Exercise requirements: The lines to print run from the top of the material below to the line with "Check that every instance of the rock ridge", inclusive; please copy them exactly, without pictures.

---+---

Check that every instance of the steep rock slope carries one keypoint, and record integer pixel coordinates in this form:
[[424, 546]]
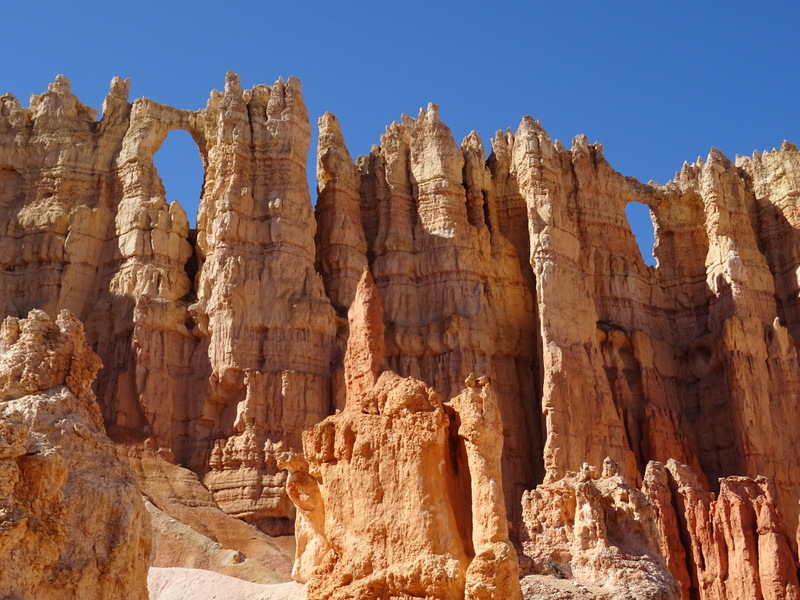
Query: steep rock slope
[[72, 522], [397, 496], [216, 344], [221, 345]]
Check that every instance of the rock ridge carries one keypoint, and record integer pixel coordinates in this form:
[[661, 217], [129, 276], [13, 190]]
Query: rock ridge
[[221, 346]]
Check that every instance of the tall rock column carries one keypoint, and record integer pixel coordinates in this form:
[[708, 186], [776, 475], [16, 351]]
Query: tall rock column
[[72, 521], [262, 308], [457, 296]]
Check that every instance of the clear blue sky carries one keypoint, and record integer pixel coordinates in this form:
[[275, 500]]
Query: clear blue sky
[[656, 82]]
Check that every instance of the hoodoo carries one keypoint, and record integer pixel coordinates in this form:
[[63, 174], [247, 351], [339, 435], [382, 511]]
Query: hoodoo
[[231, 373]]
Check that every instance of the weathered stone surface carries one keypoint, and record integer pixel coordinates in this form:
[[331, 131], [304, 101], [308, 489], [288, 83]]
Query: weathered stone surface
[[734, 546], [72, 522], [216, 343], [379, 509], [598, 530], [457, 294], [190, 531], [178, 583]]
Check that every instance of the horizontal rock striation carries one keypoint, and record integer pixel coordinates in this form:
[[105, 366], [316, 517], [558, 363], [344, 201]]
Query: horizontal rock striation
[[72, 521], [222, 345]]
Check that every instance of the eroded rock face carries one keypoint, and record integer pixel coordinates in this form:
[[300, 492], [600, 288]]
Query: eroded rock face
[[72, 521], [216, 343], [733, 546], [599, 531], [222, 345], [380, 513]]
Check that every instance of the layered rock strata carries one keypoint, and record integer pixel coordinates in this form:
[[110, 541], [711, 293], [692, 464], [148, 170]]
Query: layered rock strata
[[596, 529], [72, 522], [729, 546], [221, 345], [216, 344], [381, 507]]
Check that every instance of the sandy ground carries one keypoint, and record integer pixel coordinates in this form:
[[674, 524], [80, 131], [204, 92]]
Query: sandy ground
[[174, 583]]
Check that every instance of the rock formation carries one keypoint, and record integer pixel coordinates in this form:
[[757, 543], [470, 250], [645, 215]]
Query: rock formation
[[221, 345], [733, 546], [88, 229], [380, 498], [72, 522], [596, 529]]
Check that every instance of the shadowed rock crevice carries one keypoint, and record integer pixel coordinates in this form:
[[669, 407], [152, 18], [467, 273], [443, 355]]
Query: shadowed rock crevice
[[520, 266]]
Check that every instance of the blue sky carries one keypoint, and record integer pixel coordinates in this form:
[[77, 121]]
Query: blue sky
[[655, 83]]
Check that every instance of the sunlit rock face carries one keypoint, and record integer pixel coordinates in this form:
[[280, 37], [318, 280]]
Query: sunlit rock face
[[398, 495], [72, 521], [221, 345]]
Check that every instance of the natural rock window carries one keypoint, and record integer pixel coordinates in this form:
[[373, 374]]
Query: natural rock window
[[181, 170], [642, 223]]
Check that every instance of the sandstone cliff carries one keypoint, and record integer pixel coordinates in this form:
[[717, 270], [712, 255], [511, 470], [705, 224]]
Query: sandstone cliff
[[389, 505], [72, 522], [221, 345]]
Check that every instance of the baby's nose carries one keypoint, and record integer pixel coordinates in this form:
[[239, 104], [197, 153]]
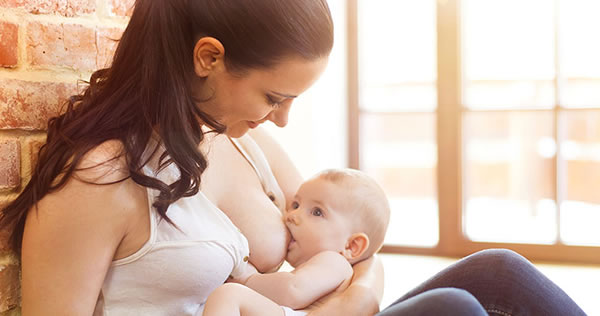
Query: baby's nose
[[292, 218]]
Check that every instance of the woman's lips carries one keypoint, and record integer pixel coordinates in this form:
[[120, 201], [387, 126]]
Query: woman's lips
[[292, 242]]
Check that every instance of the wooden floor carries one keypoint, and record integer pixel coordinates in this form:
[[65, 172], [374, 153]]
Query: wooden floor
[[403, 272]]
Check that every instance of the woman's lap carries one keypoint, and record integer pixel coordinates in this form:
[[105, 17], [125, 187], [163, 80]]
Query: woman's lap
[[502, 281]]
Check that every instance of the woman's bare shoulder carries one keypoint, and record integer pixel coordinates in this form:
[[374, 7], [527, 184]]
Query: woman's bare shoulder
[[105, 163]]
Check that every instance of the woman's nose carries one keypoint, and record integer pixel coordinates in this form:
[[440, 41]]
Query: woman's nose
[[280, 115]]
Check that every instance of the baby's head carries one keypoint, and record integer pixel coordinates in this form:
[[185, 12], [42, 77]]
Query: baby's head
[[341, 210]]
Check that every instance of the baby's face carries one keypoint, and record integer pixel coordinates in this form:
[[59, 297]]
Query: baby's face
[[317, 220]]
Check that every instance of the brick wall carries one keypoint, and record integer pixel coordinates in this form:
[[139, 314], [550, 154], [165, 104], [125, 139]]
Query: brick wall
[[45, 47]]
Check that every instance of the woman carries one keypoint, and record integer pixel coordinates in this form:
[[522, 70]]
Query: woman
[[92, 225]]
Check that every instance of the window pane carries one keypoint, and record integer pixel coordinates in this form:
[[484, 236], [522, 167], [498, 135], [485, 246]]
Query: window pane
[[400, 152], [397, 55], [579, 30], [580, 156], [508, 53], [508, 177]]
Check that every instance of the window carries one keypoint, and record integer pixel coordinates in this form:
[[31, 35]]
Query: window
[[481, 119]]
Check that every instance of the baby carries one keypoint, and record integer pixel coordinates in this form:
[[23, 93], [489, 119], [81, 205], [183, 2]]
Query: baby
[[337, 218]]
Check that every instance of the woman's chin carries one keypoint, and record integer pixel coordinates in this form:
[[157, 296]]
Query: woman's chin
[[237, 130]]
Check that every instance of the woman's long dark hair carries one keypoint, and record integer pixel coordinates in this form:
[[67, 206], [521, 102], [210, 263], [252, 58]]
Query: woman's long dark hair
[[147, 89]]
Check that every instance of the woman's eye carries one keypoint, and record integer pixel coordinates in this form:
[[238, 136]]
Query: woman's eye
[[272, 102]]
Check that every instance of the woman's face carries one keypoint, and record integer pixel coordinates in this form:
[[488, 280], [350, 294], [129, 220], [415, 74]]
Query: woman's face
[[260, 95]]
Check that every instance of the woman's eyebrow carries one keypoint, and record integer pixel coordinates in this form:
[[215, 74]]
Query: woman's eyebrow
[[289, 96]]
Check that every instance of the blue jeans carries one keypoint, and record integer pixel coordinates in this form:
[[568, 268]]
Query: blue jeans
[[490, 282]]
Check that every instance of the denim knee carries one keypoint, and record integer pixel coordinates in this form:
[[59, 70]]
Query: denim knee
[[453, 301], [501, 260], [441, 301]]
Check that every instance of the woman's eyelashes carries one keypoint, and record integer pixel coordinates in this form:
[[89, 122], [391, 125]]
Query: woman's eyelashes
[[273, 101], [316, 212]]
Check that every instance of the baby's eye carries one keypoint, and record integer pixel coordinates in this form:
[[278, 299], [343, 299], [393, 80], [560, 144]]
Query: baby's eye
[[316, 212]]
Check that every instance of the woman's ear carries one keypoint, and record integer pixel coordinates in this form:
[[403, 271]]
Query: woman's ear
[[209, 54], [356, 246]]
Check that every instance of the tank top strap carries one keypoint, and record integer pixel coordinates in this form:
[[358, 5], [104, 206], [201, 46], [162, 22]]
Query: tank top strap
[[250, 150]]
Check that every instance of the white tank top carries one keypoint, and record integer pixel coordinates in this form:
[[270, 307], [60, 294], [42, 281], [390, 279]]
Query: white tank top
[[175, 271]]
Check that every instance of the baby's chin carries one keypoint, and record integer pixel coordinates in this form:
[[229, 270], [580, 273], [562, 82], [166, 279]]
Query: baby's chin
[[294, 262]]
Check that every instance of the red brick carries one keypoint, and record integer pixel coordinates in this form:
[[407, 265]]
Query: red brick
[[107, 39], [62, 7], [34, 148], [122, 7], [9, 34], [10, 164], [4, 235], [9, 287], [69, 45], [29, 105]]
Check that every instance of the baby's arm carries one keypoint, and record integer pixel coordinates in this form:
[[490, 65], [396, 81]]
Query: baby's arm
[[297, 289]]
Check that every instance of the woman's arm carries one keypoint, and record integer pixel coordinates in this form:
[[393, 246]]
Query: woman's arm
[[315, 278], [363, 295], [69, 243], [366, 290]]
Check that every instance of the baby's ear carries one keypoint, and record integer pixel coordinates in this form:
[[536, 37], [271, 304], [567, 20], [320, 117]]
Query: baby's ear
[[356, 246]]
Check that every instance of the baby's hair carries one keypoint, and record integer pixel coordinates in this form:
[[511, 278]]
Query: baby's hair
[[372, 211]]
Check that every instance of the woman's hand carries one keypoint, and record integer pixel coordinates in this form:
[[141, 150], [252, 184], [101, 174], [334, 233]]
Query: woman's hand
[[363, 295]]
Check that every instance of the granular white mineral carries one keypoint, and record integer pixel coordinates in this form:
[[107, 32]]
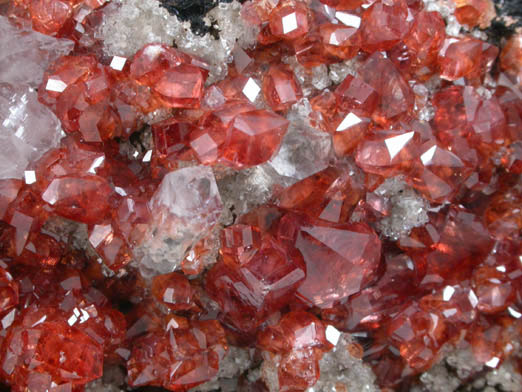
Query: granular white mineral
[[407, 208], [339, 368]]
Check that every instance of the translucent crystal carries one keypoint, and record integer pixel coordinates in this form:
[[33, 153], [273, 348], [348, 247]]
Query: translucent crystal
[[26, 54], [185, 207], [27, 129], [304, 150]]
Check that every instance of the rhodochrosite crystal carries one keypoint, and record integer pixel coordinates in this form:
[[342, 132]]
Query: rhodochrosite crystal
[[335, 205]]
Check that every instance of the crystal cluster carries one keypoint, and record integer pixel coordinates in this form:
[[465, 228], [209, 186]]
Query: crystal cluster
[[334, 205]]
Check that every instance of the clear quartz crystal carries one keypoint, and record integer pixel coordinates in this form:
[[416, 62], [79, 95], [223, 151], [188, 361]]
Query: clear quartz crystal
[[185, 208], [26, 54], [304, 150]]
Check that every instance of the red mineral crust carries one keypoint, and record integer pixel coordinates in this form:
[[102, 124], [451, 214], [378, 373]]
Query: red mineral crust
[[87, 281]]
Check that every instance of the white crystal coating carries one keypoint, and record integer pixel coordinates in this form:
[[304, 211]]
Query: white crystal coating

---+---

The answer:
Check that every instance of the steep rock slope carries one keypoint, and record integer pixel coordinates in this form:
[[424, 546]]
Query: steep rock slope
[[72, 522], [397, 496], [216, 344], [221, 345]]
Check that every instance of the rock ridge carries one keypoint, and record integer pixel coordinates in this form:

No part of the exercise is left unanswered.